WHAT IS REQUIRED:
Copy, word for word, the stretch of the records from the line containing "Consider the photo above. For every instance of the overcast" through the last line of the records.

━━━

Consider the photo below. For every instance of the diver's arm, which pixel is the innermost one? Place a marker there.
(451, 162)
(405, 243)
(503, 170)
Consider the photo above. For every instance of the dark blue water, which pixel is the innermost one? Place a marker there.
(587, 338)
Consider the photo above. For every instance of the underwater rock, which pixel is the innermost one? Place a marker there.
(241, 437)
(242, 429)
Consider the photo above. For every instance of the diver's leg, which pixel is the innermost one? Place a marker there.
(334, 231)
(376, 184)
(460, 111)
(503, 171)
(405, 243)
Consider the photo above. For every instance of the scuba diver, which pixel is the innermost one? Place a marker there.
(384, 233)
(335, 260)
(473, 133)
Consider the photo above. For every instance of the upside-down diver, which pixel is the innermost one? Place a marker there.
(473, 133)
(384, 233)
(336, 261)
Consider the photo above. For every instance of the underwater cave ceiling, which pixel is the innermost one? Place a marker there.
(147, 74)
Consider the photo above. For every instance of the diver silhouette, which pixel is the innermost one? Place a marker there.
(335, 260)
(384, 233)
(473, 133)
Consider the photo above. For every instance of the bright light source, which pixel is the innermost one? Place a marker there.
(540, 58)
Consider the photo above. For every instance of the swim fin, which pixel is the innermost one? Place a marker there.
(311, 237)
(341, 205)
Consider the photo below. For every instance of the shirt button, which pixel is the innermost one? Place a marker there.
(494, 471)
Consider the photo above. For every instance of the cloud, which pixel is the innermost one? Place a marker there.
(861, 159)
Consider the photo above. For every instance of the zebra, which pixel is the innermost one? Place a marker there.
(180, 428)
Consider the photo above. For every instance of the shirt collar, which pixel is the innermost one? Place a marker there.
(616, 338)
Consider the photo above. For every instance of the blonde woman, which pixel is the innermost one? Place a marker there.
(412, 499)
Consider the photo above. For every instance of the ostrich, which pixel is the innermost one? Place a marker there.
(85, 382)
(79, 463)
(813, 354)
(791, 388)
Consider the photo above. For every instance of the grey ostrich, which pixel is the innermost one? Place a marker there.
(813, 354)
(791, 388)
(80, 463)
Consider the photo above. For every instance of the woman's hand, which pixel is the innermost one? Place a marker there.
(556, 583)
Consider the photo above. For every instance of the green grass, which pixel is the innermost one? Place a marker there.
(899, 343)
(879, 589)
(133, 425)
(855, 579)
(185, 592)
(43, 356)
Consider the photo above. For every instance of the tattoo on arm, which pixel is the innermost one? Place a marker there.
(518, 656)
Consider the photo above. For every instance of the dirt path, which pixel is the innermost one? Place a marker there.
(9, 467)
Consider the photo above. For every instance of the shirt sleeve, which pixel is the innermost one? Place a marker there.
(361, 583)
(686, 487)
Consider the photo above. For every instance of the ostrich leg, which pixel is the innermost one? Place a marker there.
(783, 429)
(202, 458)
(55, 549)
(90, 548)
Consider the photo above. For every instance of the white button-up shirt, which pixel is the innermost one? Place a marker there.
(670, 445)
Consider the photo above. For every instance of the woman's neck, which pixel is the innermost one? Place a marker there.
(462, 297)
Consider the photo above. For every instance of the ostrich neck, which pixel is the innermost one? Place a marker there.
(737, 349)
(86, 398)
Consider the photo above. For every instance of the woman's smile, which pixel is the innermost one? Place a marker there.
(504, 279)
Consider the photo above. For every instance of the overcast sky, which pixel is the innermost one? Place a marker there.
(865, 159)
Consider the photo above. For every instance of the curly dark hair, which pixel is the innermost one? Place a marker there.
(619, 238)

━━━

RESULT:
Consider the photo above. For every instance of the overcast sky, which pixel is the innermost one? Place a marker there.
(865, 159)
Consider the photo above. For every instance of the curly dark hair, which pixel is the innermost one? Place a marker there.
(619, 238)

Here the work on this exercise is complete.